| WHAT TO PRODUCE |
From the deployment survival tips below, copy word for word the part that opens with the words containing "Accept help- when" and closes with "for surviving alone.".

(GIVEN PASSAGE Opens)

The new year is a perfect time to think about how to make the next year better than the last. So what would I do if I walked the walk? How can you survive a deployment or other separation, or just plain old life?
Have a plan-have at least a basic idea of what you want to get done.
Have a back-up plan- because let's face it, how often is life smooth enough for the first plan to work? For example, I want to get the laundry done, all our school subjects and mop the floors before dinner. Back-up plan: wash whites and sweep floor, aim for reading, writing and math. Then later, maybe kids can do history and science while I mop.
Accept help- when people know you are working short handed they always offer to help. But usually it is in a generic "If you need something, call." format. I suggest you do just that. Call. Sometime you just have to be humble enough to know you need help. Maybe you can share car pool duties or have a kid visit the neighbors for an hour so you can concentrate on paying bills. Don't think you have to be Supermom. You don't get more gold stars for surviving alone.
Don't Run on dead batteries. You don't expect your phone to work when the battery is dead, right? How can you be both mom and dad if you are beat? Take the few precious minutes you can scrape up and un-apologetically do something to bolster yourself. Pray, exercise, take a hot bath, whatever helps you find your center again.

(GIVEN PASSAGE Closes)
(DATA EXTRACT Opens)

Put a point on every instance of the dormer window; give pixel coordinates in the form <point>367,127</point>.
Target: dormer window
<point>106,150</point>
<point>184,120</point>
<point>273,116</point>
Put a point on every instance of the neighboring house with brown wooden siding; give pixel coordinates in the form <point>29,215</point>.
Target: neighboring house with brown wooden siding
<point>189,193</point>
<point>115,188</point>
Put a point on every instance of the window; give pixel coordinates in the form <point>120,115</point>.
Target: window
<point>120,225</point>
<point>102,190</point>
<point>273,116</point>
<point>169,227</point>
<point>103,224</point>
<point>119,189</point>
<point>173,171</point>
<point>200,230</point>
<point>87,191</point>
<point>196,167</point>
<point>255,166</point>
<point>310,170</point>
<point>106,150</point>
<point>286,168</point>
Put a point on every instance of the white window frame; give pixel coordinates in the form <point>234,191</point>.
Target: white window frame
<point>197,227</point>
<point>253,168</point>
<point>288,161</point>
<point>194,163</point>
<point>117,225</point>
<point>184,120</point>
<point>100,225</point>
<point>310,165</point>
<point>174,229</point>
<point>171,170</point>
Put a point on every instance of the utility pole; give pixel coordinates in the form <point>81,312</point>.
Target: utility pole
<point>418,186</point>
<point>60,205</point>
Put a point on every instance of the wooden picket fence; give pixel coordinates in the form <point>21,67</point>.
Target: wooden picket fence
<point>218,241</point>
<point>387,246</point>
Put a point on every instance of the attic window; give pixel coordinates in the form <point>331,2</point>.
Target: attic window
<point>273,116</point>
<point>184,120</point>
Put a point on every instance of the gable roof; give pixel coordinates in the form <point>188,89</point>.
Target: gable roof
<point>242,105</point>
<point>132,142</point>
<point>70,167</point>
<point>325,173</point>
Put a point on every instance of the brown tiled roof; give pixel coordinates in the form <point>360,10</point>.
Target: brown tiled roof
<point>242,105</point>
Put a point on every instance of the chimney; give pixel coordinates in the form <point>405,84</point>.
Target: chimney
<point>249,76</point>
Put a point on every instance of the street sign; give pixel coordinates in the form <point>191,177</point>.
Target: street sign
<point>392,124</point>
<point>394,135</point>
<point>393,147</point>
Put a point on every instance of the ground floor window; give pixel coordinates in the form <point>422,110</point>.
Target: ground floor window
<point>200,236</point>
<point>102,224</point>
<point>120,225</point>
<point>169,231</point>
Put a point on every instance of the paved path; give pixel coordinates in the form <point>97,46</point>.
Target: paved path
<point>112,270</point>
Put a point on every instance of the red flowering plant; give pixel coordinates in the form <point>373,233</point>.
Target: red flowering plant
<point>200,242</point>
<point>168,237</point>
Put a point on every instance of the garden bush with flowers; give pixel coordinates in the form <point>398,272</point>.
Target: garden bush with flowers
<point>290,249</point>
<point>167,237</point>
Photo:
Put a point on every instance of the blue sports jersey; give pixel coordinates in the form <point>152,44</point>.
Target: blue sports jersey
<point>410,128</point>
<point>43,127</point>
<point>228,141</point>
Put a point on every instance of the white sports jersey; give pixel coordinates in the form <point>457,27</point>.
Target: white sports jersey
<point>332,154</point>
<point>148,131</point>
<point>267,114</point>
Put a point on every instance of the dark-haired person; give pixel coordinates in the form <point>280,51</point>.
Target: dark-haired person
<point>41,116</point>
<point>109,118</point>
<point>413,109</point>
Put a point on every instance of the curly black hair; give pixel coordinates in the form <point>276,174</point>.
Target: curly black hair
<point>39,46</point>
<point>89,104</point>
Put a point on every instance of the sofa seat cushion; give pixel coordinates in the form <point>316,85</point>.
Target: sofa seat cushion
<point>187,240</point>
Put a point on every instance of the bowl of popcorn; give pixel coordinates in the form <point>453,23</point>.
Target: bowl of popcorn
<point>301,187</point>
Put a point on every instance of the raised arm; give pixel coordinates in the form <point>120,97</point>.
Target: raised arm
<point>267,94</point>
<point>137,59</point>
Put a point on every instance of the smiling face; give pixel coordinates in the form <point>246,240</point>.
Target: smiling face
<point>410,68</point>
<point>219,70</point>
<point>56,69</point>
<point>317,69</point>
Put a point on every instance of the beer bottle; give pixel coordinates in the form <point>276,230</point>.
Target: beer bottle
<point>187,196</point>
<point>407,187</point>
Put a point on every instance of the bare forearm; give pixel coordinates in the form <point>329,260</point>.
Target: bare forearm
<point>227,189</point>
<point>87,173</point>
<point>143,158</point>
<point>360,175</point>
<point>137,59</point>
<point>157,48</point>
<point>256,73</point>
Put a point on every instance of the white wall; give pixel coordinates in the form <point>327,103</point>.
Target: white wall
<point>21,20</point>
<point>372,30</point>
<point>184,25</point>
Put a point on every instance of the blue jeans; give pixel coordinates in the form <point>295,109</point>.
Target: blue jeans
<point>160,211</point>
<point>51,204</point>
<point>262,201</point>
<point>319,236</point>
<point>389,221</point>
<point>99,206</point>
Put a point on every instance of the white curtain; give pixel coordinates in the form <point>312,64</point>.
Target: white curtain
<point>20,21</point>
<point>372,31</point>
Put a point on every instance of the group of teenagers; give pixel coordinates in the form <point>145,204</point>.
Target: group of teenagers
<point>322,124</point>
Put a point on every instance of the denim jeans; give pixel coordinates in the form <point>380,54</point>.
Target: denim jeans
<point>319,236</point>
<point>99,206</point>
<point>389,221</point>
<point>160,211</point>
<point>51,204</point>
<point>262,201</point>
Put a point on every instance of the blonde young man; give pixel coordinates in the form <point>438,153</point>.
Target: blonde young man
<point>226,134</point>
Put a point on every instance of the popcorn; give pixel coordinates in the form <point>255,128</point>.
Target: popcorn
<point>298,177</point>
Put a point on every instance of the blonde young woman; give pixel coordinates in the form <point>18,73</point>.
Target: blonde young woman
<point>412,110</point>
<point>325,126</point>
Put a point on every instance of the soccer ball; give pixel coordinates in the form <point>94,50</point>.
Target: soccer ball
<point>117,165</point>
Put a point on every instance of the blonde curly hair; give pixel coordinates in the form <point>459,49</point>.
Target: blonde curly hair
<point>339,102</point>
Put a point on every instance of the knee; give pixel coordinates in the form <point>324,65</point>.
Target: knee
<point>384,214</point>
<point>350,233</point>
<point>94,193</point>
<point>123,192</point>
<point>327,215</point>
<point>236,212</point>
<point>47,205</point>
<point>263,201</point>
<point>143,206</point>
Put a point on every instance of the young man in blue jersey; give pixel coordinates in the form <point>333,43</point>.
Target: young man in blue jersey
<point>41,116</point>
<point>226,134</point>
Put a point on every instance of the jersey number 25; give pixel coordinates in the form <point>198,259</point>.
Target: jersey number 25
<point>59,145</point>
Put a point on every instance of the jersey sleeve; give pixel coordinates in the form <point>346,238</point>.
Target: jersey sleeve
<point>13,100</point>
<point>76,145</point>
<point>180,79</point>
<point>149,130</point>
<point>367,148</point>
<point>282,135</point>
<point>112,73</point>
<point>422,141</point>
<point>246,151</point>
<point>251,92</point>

(DATA EXTRACT Closes)

| RESPONSE BELOW |
Accept help- when people know you are working short handed they always offer to help. But usually it is in a generic "If you need something, call." format. I suggest you do just that. Call. Sometime you just have to be humble enough to know you need help. Maybe you can share car pool duties or have a kid visit the neighbors for an hour so you can concentrate on paying bills. Don't think you have to be Supermom. You don't get more gold stars for surviving alone.